WORK INSTRUCTIONS
1. Transcribe the part of the discussion on zombie processes in Docker containers that begins at the words "I guess he's" and stops after the words "say a Dockerfile.)".
2. In the discussion on zombie processes in Docker containers, what ran as pid 1 in every Consul Docker container on Dockerhub?

PASSAGE PROVIDED
I guess he's saying, that you can't just take any random binary and run it in a Docker container, because if that binary spawns a lot of children but does not wait for them, then you'll have a lot of zombies.
Docker could run a minimal pid1 in each container to address this. Though if this had been a big issue I guess this would have been already fixed.
Naturally, a proof of concept of the problem would be great. (Let's say a Dockerfile.)
It has been a reasonably big issue. E.g. I kept seeing zombies with Consul for a while until we realised that every single Consul Docker container on Dockerhub just had Consul run as pid 1 in the container (this is a while ago, no idea if that's still the case), without realising that Consul health checks then could end up as zombies if you weren't very careful about how you wrote them (e.g. typical example: Spawning curl from a shell script, with a timeout on the health check that was shorter than any timeouts on the curl requests).
It's usually fairly simple to fix (e.g. for Consul above, I raised it with the Consul guys and they said they'd look at adding waiting on children to it as a precaution - it's just a couple of lines -, but people building containers could also introduce a minimal init, or you can write your health checks to guard against it), but it happens all over the place, and people are often unaware and so not on the lookout for it and it may not be immediately obvious.

Source records:

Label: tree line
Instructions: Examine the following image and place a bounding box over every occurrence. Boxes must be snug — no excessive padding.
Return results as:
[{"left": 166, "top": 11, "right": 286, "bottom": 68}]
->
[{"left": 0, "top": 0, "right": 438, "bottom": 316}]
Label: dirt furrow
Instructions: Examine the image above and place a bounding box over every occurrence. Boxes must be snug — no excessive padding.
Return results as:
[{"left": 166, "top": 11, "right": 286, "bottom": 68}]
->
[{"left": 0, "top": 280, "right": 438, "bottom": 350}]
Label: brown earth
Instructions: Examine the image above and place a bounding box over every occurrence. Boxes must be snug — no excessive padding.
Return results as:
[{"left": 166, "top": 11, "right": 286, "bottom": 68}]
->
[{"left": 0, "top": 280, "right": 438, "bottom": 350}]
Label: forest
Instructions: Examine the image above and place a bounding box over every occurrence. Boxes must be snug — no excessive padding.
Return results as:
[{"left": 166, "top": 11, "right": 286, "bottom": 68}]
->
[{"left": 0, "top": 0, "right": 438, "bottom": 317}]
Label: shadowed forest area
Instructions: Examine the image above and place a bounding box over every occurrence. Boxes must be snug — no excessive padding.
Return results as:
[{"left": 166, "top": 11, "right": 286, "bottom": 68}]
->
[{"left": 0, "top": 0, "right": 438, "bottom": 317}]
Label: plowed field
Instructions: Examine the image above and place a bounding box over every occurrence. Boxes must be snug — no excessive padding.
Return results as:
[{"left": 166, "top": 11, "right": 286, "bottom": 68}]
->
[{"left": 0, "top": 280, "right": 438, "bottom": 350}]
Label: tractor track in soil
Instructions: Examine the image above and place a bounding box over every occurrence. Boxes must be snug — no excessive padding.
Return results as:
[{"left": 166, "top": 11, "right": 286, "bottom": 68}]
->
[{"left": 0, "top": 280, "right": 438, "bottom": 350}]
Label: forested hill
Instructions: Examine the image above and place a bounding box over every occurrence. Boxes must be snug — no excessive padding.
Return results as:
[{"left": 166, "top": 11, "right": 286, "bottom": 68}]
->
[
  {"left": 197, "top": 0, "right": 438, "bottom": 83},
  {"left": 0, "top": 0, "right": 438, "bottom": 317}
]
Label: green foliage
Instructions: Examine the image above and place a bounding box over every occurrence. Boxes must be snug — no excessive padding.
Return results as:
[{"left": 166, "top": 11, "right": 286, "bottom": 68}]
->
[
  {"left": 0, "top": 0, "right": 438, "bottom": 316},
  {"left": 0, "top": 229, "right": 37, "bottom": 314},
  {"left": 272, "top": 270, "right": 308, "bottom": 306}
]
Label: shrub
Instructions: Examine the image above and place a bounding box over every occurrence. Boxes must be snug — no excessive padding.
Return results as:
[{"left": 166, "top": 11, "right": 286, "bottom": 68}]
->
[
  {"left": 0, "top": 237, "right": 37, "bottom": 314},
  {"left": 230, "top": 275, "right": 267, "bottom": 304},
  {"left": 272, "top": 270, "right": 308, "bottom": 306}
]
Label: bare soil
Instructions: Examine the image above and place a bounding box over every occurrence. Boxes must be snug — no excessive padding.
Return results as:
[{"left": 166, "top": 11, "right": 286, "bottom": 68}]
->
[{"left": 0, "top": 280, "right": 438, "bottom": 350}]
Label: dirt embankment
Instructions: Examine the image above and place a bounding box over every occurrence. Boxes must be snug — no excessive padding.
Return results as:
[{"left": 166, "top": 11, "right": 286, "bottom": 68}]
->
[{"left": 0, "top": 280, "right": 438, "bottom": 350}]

EXPECTED OUTPUTS
1.
I guess he's saying, that you can't just take any random binary and run it in a Docker container, because if that binary spawns a lot of children but does not wait for them, then you'll have a lot of zombies.
Docker could run a minimal pid1 in each container to address this. Though if this had been a big issue I guess this would have been already fixed.
Naturally, a proof of concept of the problem would be great. (Let's say a Dockerfile.)

2. Consul itself.